Retype, without alteration, each line from the line containing "Target: arched window" to the final line of the records.

▶ Extracted data entries
########################################

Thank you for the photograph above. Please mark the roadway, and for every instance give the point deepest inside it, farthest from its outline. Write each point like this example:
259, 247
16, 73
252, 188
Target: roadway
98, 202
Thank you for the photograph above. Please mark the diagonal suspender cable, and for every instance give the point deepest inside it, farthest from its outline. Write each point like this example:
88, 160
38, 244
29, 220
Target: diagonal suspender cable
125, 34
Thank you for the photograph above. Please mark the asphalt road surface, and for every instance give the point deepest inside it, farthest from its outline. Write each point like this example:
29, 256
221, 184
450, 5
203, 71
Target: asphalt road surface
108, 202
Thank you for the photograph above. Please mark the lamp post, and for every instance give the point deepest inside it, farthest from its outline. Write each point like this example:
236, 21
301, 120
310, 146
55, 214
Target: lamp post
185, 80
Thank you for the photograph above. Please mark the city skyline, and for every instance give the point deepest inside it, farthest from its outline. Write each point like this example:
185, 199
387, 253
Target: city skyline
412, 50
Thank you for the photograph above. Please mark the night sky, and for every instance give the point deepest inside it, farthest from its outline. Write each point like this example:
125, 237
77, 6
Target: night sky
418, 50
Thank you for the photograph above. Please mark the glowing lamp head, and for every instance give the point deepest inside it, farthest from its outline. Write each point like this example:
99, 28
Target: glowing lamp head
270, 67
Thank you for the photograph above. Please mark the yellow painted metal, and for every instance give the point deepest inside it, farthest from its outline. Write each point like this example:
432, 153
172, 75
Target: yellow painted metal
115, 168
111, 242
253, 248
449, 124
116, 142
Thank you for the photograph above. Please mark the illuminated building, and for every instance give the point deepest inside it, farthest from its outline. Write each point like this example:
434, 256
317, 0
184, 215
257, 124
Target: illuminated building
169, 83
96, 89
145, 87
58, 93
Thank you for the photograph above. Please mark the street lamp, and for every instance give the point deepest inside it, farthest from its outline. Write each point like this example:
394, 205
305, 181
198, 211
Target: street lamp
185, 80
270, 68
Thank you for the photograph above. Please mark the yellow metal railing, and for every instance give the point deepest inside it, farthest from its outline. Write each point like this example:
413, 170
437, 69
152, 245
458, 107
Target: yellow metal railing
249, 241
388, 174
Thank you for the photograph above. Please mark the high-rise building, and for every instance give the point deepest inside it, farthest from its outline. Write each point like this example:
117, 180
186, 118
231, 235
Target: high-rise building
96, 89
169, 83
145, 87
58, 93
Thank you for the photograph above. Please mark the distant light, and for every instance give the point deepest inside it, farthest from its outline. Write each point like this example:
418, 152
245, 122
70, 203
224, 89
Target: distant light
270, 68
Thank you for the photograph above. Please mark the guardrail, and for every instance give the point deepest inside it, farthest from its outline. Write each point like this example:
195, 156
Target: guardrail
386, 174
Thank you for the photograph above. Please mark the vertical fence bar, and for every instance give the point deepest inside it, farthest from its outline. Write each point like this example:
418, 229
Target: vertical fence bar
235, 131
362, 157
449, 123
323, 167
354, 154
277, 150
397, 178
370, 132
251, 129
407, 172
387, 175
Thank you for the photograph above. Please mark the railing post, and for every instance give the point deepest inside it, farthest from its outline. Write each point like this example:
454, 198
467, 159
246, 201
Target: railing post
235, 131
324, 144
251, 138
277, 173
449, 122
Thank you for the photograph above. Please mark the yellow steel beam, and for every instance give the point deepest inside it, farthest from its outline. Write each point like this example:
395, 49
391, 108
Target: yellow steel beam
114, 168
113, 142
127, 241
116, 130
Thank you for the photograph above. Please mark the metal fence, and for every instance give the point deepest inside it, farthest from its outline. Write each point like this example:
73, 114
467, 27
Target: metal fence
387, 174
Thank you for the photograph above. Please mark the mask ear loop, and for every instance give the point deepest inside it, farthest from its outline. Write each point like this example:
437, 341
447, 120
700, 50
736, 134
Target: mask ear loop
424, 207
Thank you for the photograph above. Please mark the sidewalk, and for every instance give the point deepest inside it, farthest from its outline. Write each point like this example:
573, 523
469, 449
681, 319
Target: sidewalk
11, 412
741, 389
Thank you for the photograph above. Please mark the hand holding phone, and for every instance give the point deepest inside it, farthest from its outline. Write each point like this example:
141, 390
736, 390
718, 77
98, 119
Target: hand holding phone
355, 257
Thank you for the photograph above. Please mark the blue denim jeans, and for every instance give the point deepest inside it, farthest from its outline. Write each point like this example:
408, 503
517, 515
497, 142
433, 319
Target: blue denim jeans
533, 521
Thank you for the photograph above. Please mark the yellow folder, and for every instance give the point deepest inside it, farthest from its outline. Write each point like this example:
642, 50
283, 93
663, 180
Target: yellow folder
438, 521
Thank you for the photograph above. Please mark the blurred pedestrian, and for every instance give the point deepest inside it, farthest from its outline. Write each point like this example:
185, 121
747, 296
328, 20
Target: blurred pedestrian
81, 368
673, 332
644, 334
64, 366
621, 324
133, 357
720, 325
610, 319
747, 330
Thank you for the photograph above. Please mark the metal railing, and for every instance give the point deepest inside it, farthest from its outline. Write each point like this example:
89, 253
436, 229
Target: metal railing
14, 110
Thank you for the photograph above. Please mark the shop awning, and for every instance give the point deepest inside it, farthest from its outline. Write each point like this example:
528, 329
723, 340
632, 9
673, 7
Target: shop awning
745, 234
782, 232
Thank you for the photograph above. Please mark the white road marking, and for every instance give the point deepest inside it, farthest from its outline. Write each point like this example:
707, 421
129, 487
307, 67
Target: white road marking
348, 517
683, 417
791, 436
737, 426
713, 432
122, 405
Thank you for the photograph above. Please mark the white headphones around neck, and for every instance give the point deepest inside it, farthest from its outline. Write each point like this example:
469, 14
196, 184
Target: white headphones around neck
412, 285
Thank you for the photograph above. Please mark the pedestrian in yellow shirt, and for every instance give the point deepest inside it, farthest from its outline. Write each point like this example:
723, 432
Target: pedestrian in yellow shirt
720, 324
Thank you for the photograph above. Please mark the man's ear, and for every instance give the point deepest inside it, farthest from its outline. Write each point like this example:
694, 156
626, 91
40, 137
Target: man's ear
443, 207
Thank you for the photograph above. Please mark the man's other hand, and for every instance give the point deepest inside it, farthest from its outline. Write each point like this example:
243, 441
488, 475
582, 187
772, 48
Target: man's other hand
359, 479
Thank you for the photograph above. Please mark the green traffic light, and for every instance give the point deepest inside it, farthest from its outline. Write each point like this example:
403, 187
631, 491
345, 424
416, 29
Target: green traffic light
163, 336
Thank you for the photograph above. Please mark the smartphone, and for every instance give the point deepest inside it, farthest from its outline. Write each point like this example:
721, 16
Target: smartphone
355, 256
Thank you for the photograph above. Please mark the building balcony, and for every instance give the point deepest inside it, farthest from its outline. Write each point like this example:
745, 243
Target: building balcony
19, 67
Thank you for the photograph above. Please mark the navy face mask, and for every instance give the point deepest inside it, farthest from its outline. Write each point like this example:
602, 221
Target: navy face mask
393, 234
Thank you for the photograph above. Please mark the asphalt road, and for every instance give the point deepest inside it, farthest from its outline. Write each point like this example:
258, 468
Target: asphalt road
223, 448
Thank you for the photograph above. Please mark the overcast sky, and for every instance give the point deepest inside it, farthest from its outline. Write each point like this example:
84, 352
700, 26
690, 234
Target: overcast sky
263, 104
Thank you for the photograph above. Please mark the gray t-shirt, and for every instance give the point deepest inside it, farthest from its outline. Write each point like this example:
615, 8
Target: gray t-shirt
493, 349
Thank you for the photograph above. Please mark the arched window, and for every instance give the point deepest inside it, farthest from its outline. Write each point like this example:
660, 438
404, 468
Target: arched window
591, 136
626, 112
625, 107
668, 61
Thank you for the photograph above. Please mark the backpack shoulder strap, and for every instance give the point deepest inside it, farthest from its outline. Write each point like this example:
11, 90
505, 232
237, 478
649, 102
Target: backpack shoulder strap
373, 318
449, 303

########################################

▶ Exercise response
Target: arched window
591, 136
626, 112
625, 107
668, 61
Thank you for the photograph above. Please mark the backpack shoulder strap, and for every instance give the point deepest inside it, farthest from its outline. Write each point like this example:
11, 90
505, 232
237, 478
649, 102
Target: backpack shoulder strap
373, 318
449, 303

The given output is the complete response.